▸ Exercise details: Among these entries, how many lines contain "front"? Say the number and nothing else.

▸ Provided information:
┌──
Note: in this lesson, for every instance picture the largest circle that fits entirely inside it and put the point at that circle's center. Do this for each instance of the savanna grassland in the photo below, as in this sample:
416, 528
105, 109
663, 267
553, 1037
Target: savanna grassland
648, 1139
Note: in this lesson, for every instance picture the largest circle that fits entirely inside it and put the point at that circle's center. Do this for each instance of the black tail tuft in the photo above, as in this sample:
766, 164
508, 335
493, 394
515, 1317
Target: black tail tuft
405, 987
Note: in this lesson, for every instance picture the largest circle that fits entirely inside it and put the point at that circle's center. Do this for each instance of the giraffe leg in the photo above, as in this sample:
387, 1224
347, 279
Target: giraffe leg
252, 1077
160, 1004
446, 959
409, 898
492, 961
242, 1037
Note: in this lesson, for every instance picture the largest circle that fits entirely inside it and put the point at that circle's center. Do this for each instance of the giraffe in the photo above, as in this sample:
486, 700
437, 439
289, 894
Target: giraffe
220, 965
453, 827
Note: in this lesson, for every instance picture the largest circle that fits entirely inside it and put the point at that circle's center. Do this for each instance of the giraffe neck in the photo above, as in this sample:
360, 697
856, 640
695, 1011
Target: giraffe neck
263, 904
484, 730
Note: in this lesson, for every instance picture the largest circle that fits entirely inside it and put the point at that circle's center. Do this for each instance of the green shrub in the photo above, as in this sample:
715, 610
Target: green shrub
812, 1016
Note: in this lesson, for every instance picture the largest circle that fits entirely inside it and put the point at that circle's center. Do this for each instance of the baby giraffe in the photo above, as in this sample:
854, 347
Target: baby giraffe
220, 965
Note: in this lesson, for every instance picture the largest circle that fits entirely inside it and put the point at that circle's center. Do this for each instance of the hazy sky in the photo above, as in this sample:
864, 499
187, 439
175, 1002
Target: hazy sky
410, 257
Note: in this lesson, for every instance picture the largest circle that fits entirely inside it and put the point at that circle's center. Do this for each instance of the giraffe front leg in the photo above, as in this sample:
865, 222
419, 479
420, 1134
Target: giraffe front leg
└──
▸ Response for this exercise: 2